PAGE
—————
1) As oil prices based on the Dubai-Oman benchmark remain more expensive than U.S.-based WTI, Latin American crude continues to be pulled towards Asia. This is displacing other flows, translating into lower U.S. imports. We are over halfway through the month, and imports from Central and South America are at the slowest monthly pace on our records.

Our ClipperData show that imports this month continue to drop from Brazil and Colombia, while Ecuadorian grades, Napo and Oriente, are completely absent. Only Venezuelan grades are showing strength versus the month prior:    

Imports from South and Central America.jpg

2) The latest monthly IEA report has been interpreted as somewhat downbeat, despite the prognostication that 'the market is already very close to balance'. This is because demand growth has been adjusted lower by 200,000 bpd in Q1, and by 100,000 bpd for 2017 on the whole, to +1.3mn bpd.

While Asian fuel demand has been the backbone of oil demand growth for many a year, signs of stuttering from various parts of the region - including South Korea, Japan and India - means demand growth may not be as robust as we have come to expect.
—————
RECORDS
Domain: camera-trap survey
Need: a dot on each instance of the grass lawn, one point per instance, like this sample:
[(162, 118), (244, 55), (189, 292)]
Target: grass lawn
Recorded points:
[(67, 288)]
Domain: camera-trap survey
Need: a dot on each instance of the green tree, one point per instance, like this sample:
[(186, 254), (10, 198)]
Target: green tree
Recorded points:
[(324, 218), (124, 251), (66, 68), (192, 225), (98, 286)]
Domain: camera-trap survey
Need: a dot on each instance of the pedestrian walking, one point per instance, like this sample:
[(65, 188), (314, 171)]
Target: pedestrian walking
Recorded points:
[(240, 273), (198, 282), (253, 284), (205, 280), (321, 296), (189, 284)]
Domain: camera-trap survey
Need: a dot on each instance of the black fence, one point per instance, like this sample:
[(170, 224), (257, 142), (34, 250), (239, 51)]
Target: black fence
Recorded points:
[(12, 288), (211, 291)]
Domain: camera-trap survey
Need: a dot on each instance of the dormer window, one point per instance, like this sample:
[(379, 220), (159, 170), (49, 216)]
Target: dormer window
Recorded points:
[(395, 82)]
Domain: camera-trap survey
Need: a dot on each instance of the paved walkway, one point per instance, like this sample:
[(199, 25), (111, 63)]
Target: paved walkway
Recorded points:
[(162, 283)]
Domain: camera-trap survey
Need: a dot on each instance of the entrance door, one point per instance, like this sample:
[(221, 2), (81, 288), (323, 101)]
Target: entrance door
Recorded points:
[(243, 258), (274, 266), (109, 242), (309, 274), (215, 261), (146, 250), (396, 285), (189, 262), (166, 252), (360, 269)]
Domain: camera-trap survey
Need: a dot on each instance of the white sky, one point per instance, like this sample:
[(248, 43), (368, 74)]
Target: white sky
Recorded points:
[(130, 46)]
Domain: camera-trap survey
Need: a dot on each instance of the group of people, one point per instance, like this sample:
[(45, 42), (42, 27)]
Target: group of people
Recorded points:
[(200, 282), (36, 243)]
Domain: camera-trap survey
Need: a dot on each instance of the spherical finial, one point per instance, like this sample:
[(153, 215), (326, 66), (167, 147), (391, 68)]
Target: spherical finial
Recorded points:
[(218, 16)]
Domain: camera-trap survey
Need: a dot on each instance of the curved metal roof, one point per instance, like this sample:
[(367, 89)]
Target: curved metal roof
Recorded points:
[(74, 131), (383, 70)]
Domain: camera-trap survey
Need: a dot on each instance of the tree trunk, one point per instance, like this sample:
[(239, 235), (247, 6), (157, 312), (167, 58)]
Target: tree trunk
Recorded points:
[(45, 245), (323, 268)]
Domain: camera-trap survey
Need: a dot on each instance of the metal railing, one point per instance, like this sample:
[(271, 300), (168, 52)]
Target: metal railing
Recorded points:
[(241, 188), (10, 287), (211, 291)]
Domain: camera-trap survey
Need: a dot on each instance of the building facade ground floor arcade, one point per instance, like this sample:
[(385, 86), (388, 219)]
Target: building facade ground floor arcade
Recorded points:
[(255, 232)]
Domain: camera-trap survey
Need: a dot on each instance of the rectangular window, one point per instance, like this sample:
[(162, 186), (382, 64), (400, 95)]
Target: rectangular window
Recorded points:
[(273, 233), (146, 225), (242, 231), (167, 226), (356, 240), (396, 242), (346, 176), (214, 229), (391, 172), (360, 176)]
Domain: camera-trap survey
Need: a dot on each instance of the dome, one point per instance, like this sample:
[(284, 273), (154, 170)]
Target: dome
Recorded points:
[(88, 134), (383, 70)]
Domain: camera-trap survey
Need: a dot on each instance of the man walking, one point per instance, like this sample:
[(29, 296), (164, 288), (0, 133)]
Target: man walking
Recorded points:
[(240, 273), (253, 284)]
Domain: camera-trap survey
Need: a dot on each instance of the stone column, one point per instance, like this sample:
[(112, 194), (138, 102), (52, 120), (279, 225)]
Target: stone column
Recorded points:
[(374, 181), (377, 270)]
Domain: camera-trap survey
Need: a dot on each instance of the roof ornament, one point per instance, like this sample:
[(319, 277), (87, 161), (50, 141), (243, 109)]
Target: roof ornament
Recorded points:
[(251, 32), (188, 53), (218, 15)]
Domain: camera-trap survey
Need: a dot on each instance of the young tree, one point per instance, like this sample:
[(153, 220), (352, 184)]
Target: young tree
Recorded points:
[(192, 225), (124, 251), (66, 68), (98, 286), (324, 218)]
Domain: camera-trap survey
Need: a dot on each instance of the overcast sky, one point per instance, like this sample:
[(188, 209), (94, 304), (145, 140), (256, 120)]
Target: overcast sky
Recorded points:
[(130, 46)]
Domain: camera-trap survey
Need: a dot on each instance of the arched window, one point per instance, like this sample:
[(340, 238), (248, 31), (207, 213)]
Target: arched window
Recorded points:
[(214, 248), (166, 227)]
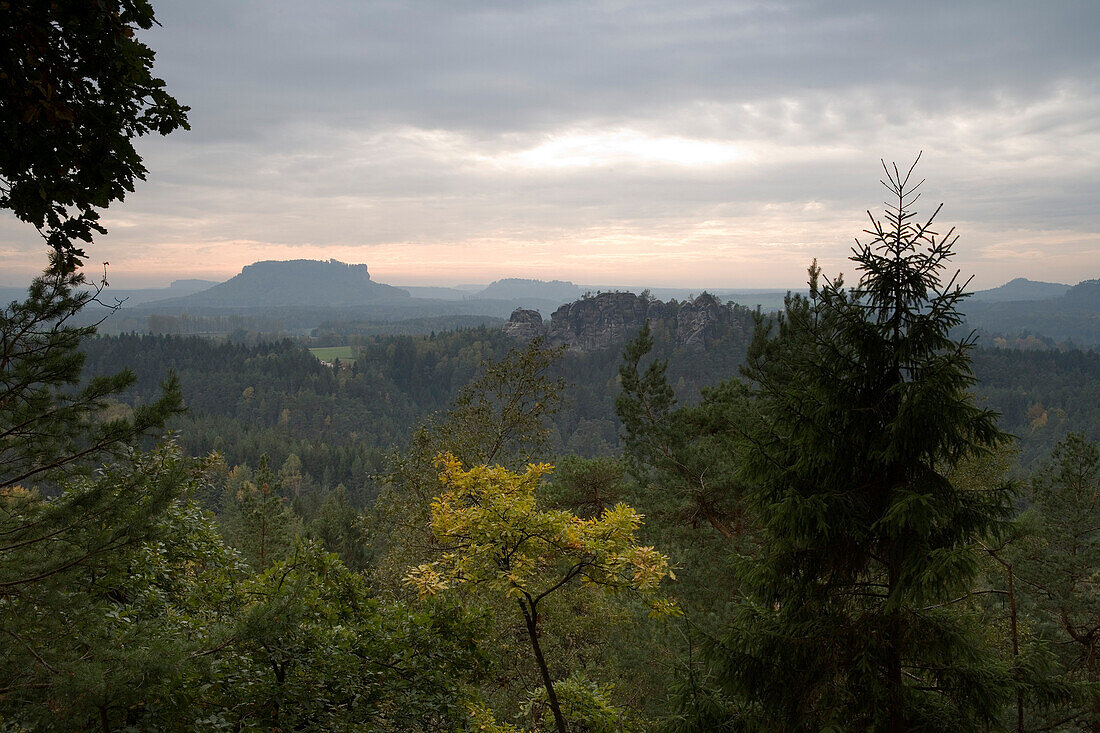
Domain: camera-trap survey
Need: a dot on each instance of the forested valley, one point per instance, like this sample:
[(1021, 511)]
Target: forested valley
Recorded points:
[(851, 514), (378, 542)]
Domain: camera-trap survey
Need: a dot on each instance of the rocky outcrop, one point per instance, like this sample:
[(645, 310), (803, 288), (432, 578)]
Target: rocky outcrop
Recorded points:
[(612, 318), (700, 321), (524, 325)]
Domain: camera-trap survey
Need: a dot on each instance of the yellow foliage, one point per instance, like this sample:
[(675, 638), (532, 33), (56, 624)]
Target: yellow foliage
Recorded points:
[(495, 535)]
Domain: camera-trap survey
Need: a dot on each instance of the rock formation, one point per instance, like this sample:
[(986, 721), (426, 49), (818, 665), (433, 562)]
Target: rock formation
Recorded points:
[(612, 318)]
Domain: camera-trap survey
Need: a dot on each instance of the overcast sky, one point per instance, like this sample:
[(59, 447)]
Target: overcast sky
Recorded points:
[(674, 142)]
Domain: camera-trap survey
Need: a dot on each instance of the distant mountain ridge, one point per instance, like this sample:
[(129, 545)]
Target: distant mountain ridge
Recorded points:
[(1073, 316)]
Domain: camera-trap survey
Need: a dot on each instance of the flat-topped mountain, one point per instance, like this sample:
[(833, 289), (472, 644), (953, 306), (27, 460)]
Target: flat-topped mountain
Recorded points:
[(296, 283), (609, 318)]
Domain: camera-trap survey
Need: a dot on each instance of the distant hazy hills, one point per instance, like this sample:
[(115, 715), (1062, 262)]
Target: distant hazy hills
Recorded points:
[(298, 295), (540, 290), (1021, 288), (1073, 315)]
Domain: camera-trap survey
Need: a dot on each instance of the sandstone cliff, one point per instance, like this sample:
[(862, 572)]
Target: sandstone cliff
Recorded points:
[(612, 318)]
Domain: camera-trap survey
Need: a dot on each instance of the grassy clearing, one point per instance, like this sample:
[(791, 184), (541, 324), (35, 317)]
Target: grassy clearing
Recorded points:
[(328, 353)]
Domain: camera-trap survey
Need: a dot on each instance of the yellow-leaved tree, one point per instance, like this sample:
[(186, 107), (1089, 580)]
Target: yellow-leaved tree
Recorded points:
[(496, 536)]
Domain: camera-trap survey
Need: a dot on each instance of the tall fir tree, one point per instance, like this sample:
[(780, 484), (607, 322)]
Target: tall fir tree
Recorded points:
[(858, 613)]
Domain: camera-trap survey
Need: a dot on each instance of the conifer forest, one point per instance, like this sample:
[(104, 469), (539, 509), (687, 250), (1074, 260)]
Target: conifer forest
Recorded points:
[(851, 513)]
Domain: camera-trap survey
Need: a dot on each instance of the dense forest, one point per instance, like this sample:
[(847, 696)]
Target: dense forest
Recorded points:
[(846, 516)]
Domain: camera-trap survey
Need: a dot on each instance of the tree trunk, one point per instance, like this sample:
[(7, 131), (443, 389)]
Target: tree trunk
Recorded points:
[(531, 617)]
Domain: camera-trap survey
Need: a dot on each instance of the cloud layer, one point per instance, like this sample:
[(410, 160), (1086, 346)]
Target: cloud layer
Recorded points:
[(690, 143)]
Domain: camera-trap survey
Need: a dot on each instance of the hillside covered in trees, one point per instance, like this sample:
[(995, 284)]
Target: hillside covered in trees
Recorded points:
[(644, 515)]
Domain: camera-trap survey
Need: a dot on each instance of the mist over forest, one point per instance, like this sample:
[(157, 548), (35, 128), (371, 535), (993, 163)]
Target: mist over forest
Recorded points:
[(552, 485)]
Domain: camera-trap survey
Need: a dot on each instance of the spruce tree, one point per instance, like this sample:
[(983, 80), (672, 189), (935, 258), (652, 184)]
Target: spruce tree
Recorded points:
[(858, 613)]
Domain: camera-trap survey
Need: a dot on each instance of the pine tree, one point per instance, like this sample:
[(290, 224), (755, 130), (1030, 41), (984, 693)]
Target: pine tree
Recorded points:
[(857, 614)]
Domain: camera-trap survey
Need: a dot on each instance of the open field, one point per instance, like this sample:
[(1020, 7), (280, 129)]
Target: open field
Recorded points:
[(328, 353)]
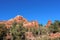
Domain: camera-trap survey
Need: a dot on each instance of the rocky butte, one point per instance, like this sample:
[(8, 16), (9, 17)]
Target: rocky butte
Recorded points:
[(19, 19)]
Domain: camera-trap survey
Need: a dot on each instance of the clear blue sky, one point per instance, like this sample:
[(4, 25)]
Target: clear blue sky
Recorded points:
[(40, 10)]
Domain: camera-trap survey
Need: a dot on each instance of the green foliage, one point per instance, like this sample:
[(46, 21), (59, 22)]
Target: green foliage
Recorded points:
[(3, 31)]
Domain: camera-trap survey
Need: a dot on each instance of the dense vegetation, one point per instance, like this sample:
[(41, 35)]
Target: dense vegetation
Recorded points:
[(18, 31)]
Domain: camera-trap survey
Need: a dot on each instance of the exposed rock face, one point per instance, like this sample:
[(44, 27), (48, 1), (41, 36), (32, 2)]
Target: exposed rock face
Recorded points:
[(49, 23), (20, 19)]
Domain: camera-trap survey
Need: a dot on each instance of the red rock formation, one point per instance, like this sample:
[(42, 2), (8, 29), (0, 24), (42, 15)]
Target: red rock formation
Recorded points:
[(49, 23), (20, 19)]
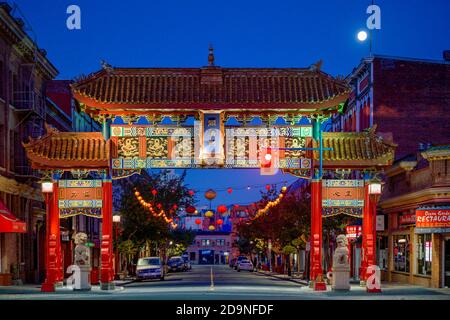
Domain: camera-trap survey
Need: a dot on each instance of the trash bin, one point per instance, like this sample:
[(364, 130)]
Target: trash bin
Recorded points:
[(94, 276), (5, 279)]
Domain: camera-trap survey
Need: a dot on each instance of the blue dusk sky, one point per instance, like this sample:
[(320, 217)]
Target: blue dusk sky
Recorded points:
[(176, 33)]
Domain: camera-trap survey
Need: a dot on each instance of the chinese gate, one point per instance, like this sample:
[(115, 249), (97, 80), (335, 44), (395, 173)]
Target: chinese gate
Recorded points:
[(133, 104)]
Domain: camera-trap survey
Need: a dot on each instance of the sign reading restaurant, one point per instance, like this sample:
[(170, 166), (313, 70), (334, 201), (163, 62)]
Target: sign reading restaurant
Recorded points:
[(433, 218)]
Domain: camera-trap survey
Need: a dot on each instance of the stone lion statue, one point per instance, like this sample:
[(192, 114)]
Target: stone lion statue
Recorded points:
[(82, 253), (340, 257)]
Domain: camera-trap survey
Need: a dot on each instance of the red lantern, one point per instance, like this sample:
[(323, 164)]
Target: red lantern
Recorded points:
[(190, 209), (221, 209)]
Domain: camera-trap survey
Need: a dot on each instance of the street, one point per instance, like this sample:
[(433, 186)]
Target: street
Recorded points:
[(228, 284)]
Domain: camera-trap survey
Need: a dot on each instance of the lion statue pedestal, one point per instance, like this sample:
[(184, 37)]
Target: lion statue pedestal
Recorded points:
[(341, 268), (83, 262)]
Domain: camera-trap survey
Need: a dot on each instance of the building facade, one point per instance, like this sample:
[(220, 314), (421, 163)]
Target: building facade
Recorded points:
[(24, 71), (416, 202), (406, 98)]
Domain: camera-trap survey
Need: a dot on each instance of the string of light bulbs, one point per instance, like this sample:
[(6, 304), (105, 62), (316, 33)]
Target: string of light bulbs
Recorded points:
[(270, 204)]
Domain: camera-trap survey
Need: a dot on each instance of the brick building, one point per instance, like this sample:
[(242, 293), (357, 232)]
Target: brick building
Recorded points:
[(210, 247), (24, 70), (408, 100)]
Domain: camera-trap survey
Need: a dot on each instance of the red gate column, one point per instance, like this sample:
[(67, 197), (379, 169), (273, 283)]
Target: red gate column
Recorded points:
[(316, 273), (107, 256), (52, 236), (368, 238)]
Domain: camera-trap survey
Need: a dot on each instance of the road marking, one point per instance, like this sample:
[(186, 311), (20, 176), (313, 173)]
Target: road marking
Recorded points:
[(211, 288)]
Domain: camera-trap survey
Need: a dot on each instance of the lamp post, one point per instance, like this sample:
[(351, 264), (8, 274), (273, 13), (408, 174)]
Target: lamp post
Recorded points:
[(49, 283), (116, 221)]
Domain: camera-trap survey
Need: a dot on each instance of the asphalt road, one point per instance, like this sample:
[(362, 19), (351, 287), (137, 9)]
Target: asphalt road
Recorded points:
[(225, 284)]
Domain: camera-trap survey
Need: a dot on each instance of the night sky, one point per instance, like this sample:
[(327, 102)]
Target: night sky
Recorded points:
[(259, 33)]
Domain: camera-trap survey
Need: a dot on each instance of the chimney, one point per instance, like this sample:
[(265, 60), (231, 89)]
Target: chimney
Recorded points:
[(446, 55)]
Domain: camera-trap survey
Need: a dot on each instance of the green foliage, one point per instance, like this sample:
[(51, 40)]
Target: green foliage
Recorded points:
[(139, 226), (283, 223)]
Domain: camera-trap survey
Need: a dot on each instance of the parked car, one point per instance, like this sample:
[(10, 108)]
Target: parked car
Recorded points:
[(149, 268), (175, 264), (187, 263), (245, 264), (239, 259)]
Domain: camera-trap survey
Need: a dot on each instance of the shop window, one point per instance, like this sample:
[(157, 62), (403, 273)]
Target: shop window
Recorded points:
[(401, 253), (424, 253)]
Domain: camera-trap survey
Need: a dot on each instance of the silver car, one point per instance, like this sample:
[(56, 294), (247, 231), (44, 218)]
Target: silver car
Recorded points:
[(149, 268)]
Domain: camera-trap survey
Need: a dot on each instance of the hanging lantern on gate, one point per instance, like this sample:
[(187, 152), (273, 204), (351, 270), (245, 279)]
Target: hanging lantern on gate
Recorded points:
[(222, 209)]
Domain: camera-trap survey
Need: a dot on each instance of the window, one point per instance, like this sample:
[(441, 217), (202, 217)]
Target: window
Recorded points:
[(424, 253), (401, 253)]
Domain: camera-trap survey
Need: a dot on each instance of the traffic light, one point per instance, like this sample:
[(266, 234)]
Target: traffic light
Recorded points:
[(268, 161)]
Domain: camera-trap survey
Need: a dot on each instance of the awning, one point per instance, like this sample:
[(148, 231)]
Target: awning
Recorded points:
[(9, 223)]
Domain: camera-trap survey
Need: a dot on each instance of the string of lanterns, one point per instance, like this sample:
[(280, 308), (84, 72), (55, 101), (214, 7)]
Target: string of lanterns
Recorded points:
[(270, 204), (149, 207)]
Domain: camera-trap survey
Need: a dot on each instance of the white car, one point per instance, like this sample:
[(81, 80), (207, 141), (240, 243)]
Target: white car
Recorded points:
[(245, 264), (149, 268)]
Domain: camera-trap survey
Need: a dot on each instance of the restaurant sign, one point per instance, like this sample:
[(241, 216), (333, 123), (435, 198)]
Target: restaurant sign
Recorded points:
[(343, 197), (77, 197), (407, 219), (353, 232), (433, 217)]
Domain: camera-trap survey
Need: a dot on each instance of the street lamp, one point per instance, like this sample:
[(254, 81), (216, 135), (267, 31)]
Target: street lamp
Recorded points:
[(375, 189), (47, 189)]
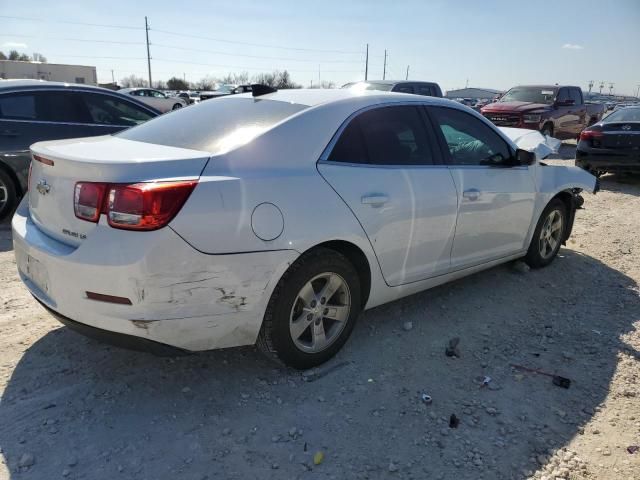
—————
TASK DESCRIPTION
Reproduce the oil market commentary verbatim from "Imports from South" to "to +1.3mn bpd.". The rows have nothing to do with what follows.

ANSWER IN FULL
Imports from South and Central America.jpg

2) The latest monthly IEA report has been interpreted as somewhat downbeat, despite the prognostication that 'the market is already very close to balance'. This is because demand growth has been adjusted lower by 200,000 bpd in Q1, and by 100,000 bpd for 2017 on the whole, to +1.3mn bpd.